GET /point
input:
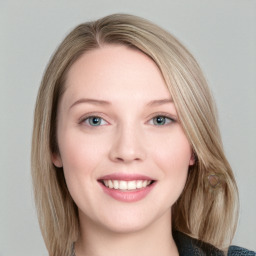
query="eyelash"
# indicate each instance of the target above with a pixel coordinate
(158, 115)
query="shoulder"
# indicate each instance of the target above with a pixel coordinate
(238, 251)
(189, 246)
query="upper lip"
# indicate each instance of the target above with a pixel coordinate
(125, 177)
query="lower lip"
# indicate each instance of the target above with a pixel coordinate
(128, 196)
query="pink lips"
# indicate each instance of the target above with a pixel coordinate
(127, 195)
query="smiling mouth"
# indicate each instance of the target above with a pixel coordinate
(123, 185)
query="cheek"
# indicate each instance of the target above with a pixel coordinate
(80, 154)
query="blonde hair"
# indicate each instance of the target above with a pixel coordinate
(204, 210)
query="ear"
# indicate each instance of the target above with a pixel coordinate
(192, 158)
(56, 160)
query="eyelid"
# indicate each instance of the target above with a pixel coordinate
(92, 114)
(167, 115)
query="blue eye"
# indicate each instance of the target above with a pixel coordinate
(161, 120)
(95, 121)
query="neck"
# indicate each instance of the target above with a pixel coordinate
(156, 239)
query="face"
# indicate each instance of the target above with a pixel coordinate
(124, 154)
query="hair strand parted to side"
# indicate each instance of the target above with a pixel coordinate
(203, 212)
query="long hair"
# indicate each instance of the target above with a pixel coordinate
(208, 207)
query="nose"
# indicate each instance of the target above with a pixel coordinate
(128, 145)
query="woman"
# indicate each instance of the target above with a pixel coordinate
(127, 157)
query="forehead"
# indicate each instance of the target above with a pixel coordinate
(114, 71)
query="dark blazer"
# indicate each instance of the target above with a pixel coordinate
(188, 246)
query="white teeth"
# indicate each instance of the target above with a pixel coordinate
(126, 185)
(123, 185)
(116, 184)
(110, 184)
(139, 184)
(131, 185)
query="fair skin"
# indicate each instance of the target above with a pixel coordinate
(117, 121)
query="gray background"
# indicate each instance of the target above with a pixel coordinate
(222, 36)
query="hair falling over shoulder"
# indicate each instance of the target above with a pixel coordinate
(204, 210)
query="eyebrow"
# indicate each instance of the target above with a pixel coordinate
(103, 102)
(160, 102)
(90, 101)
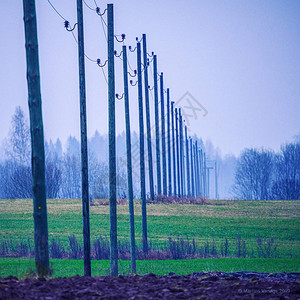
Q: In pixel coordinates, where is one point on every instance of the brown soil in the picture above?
(217, 285)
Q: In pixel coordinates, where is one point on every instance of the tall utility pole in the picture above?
(181, 154)
(84, 153)
(37, 140)
(204, 176)
(208, 183)
(177, 152)
(216, 180)
(201, 173)
(157, 139)
(197, 175)
(163, 134)
(112, 142)
(192, 169)
(187, 164)
(142, 158)
(173, 147)
(129, 164)
(149, 141)
(169, 145)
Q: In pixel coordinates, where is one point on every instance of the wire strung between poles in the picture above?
(99, 63)
(56, 10)
(68, 27)
(99, 13)
(123, 36)
(88, 6)
(131, 83)
(150, 55)
(116, 53)
(130, 49)
(135, 73)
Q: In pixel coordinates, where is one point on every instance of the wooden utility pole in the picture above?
(148, 124)
(129, 164)
(142, 154)
(112, 142)
(163, 134)
(181, 153)
(177, 152)
(208, 181)
(197, 173)
(37, 140)
(216, 180)
(201, 189)
(187, 164)
(157, 139)
(204, 176)
(192, 169)
(173, 147)
(169, 145)
(84, 153)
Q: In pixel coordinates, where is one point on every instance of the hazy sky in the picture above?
(239, 59)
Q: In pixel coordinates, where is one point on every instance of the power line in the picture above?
(90, 59)
(56, 10)
(88, 6)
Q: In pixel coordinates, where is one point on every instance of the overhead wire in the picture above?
(67, 26)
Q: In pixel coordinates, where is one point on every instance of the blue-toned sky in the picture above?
(239, 59)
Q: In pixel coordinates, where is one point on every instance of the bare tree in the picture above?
(287, 176)
(253, 175)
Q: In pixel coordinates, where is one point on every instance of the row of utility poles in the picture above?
(180, 171)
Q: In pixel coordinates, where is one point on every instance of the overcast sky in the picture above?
(240, 60)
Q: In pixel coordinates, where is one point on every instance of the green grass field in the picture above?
(23, 267)
(216, 220)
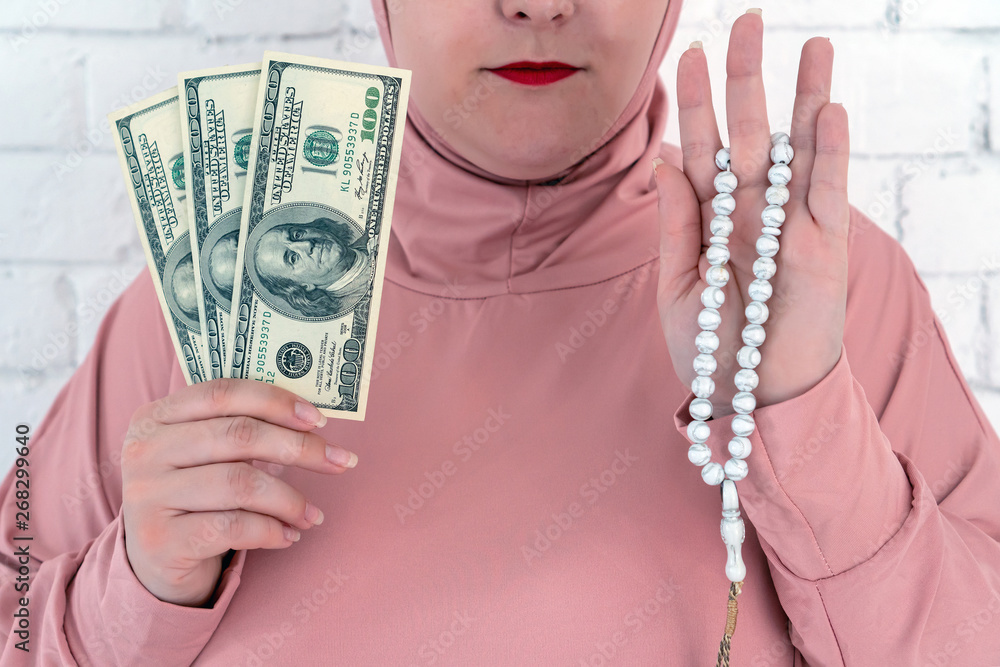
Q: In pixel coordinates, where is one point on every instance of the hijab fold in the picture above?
(462, 232)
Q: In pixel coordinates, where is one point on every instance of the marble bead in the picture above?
(712, 297)
(700, 408)
(756, 312)
(705, 364)
(699, 432)
(721, 225)
(739, 446)
(717, 275)
(753, 336)
(747, 357)
(736, 469)
(773, 216)
(777, 195)
(713, 474)
(703, 386)
(699, 454)
(723, 204)
(767, 245)
(722, 159)
(764, 268)
(725, 181)
(744, 402)
(707, 342)
(717, 255)
(709, 319)
(743, 425)
(779, 174)
(782, 153)
(760, 290)
(746, 379)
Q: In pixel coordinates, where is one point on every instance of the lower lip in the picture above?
(535, 77)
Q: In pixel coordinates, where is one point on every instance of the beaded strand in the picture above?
(748, 357)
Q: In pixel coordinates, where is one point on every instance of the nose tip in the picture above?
(539, 10)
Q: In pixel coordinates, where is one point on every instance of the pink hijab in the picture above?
(464, 232)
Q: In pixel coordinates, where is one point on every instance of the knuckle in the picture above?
(295, 448)
(220, 393)
(150, 536)
(242, 479)
(693, 150)
(236, 528)
(242, 432)
(749, 127)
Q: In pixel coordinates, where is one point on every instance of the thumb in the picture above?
(680, 231)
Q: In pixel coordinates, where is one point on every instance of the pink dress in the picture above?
(523, 495)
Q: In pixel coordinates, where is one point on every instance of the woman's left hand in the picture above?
(805, 327)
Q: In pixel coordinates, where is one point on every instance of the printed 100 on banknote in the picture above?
(316, 162)
(315, 228)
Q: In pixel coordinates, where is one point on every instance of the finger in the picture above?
(242, 439)
(828, 186)
(225, 397)
(233, 486)
(746, 106)
(812, 93)
(207, 534)
(698, 127)
(680, 233)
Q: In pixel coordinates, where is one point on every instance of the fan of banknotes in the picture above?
(263, 194)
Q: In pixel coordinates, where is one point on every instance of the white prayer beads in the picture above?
(753, 335)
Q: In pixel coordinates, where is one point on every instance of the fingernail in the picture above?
(341, 457)
(313, 514)
(308, 413)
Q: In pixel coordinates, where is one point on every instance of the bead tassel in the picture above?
(748, 357)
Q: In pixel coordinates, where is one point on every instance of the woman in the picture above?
(523, 495)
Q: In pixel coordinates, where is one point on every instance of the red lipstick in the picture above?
(535, 74)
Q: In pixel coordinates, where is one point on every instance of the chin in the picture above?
(529, 159)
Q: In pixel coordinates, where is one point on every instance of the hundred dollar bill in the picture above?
(216, 116)
(315, 227)
(148, 139)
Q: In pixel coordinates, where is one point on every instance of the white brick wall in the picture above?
(920, 79)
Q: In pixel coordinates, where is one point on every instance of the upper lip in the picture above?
(527, 64)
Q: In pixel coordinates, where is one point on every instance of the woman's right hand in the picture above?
(190, 493)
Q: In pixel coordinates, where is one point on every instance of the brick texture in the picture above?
(920, 80)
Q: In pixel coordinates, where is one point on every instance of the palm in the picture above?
(806, 313)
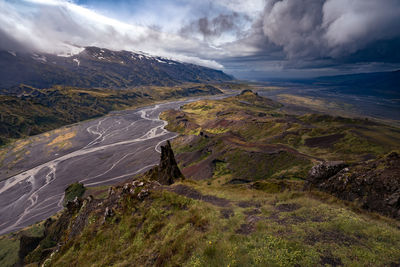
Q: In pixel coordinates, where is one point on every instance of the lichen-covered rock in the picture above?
(167, 172)
(325, 170)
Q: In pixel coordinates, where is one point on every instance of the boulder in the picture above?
(374, 185)
(325, 170)
(167, 172)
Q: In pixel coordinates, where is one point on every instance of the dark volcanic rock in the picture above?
(325, 170)
(374, 185)
(167, 171)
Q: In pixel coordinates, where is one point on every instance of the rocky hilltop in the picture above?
(229, 191)
(374, 185)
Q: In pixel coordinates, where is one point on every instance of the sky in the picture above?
(252, 39)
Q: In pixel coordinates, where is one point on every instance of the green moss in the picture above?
(72, 191)
(9, 247)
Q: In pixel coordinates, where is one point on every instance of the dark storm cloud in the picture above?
(329, 28)
(254, 36)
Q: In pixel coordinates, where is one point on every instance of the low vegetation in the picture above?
(35, 111)
(243, 202)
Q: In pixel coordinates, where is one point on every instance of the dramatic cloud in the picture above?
(329, 28)
(250, 39)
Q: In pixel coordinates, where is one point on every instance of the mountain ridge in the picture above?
(99, 68)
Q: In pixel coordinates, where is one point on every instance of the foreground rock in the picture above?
(374, 185)
(76, 216)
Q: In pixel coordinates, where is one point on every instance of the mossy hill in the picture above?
(242, 202)
(30, 111)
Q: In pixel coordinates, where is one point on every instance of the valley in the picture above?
(259, 187)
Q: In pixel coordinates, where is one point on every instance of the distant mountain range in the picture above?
(99, 68)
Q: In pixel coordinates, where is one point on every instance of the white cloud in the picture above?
(55, 26)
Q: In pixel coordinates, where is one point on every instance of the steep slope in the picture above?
(238, 204)
(102, 68)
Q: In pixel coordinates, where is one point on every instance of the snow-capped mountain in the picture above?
(98, 67)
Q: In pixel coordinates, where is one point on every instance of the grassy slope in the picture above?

========

For each line of the material that contains the word "hair", make a copy.

query="blonde hair"
query="hair strand parted to side"
query="long hair"
query="hair falling over shoulder"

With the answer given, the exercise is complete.